Quote the passage about Scott Rolen and Fred McGriff word for word. Begin at the words "New Baseball Hall" and stop after "tied the game.".

-- BEGIN Passage provided --

Rolen revealed that the 2004 Cardinals were the best team he ever played for. “The clubhouse was great,” he said, but the underdog Red Sox got hot when it counted and swept the World Series. Two years later, however, the Cards won the World Series, thanks in part to a Game 1 Rolen home run against Detroit’s Justin Verlander.

“He elevated the pitch and I hit it out,” Rolen said “We won in five games. I don’t know how it happened but bringing a World Series back to St. Louis was pretty cool.”

New Baseball Hall of Famers Fred McGriff and Scott Rolen share stories during a roundtable discussion in Cooperstown. Mary DeCicco/MLB Photos via Getty Images

McGriff still laments the loss of the 1996 World Series, which would have given the Atlanta Braves back-to-back championships. Atlanta won the first two games at Yankee Stadium but then lost four in a row, including all three at home.

“If an umpire calls a strike on you,” he said, “it can change a series or at least the dynamic of a game. In Atlanta, I remember when Derek Jeter hit a foul ball down the right field line, the umpire got in the way of Jermaine Dye, and the ball dropped. Right after that, Jim Leyritz hit the three-run pinch-homer that tied the game.

“People talk about the Braves not winning championships but if you break down every World Series they lost, one or two plays did it.

“The Yankees hold spring training in Tampa so I see all these hats around town with NY on them. Not a day goes by that I don’t see one. And it still hurts. Those Braves had great players.”

McGriff, a lefthanded batter, said he mastered the art of hitting left-handed pitching with his first team, the Toronto Blue Jays.

“I got traded from the Yankees to the Jays and Cecil Fielder was traded from the Royals to the Jays,” he said. “I was at AAA Syracuse and he got called up from Double-A. We played cards all the time. That first year, I was the DH against righthanded pitching and Cecil was the DH against lefties. That worked out well since there were more righthanders. And they wouldn’t take me out of the game if a lefty reliever came in so I learned how to hit lefties.”

-- END Passage provided --
-- BEGIN Raw data --

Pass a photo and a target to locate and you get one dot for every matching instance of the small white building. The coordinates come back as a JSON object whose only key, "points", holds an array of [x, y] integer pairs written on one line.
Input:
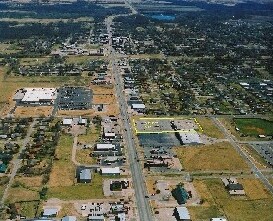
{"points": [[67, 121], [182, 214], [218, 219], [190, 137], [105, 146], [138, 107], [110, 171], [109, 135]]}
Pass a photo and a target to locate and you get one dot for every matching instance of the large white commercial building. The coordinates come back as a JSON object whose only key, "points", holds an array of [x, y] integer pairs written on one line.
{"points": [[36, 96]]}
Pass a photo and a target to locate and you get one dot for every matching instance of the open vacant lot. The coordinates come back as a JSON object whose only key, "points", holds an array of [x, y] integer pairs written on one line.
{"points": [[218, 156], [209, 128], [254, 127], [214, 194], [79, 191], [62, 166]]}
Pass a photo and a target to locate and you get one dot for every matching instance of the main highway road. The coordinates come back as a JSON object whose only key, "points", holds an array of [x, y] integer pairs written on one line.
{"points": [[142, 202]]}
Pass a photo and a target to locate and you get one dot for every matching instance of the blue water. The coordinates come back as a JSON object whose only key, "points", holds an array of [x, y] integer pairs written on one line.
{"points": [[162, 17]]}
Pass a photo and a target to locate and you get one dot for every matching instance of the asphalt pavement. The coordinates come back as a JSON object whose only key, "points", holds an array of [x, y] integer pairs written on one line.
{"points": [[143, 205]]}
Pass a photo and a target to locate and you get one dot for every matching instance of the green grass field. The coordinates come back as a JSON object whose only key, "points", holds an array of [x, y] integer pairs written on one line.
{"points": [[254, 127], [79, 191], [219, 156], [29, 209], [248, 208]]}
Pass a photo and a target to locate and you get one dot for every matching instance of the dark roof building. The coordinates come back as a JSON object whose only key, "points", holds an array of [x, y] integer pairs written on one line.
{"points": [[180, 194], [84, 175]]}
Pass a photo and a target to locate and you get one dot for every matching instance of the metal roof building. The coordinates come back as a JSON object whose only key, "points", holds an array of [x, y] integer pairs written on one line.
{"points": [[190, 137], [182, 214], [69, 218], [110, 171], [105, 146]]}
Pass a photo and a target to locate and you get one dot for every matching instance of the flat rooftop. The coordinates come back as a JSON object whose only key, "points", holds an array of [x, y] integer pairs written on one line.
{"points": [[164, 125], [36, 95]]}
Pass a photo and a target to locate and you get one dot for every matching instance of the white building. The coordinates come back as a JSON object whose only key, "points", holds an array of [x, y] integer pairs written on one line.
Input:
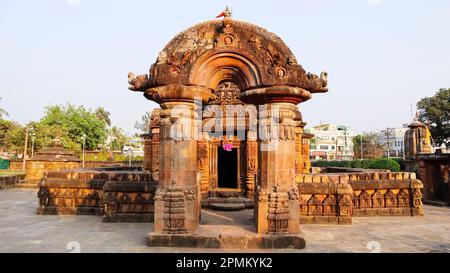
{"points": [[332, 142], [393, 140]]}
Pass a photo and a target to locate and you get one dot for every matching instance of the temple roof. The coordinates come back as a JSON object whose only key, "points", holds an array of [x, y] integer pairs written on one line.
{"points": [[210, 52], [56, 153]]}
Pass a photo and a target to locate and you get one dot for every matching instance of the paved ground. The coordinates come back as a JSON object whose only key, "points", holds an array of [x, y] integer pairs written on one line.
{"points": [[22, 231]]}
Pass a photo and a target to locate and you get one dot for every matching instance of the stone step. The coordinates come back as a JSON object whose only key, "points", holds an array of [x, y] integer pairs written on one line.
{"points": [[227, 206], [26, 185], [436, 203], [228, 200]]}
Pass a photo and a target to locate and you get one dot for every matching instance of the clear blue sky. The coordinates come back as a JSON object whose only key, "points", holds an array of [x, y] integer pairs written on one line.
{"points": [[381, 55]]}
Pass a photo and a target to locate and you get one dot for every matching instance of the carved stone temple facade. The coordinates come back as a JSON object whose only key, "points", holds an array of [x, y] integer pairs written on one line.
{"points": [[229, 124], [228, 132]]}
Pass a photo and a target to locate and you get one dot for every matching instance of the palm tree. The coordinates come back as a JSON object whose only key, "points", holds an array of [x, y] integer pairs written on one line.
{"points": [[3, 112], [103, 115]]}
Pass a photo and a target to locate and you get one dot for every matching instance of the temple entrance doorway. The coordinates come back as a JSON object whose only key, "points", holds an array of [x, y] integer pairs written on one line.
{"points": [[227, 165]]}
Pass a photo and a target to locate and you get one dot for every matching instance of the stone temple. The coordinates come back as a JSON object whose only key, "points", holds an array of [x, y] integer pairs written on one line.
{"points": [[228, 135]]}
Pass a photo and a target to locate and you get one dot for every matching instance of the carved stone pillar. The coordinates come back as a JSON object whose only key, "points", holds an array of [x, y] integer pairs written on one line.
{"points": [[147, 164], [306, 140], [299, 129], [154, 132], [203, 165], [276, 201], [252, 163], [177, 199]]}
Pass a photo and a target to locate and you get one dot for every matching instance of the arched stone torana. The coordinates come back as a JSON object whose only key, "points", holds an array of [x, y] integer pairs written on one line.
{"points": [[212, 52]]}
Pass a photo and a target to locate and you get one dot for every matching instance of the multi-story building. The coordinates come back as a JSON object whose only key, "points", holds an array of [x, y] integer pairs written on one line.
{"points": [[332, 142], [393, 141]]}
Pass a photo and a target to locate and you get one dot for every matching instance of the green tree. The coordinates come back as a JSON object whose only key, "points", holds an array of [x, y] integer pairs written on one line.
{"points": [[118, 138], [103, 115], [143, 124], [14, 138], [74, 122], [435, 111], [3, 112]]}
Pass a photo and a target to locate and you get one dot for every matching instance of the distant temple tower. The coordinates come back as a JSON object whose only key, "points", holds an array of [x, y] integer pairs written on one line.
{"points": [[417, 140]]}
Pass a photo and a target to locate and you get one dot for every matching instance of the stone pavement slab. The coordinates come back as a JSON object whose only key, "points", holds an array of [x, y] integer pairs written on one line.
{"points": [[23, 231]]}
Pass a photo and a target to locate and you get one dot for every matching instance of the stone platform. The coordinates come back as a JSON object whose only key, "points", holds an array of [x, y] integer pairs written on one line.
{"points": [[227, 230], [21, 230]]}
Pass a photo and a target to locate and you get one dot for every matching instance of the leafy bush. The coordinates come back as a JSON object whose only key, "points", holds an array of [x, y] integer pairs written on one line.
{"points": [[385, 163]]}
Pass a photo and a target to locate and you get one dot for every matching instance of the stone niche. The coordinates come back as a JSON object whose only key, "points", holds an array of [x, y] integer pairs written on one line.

-- END Raw data --

* **Result of the exercise**:
New Baseball Hall of Famers Fred McGriff and Scott Rolen share stories during a roundtable discussion in Cooperstown. Mary DeCicco/MLB Photos via Getty Images

McGriff still laments the loss of the 1996 World Series, which would have given the Atlanta Braves back-to-back championships. Atlanta won the first two games at Yankee Stadium but then lost four in a row, including all three at home.

“If an umpire calls a strike on you,” he said, “it can change a series or at least the dynamic of a game. In Atlanta, I remember when Derek Jeter hit a foul ball down the right field line, the umpire got in the way of Jermaine Dye, and the ball dropped. Right after that, Jim Leyritz hit the three-run pinch-homer that tied the game.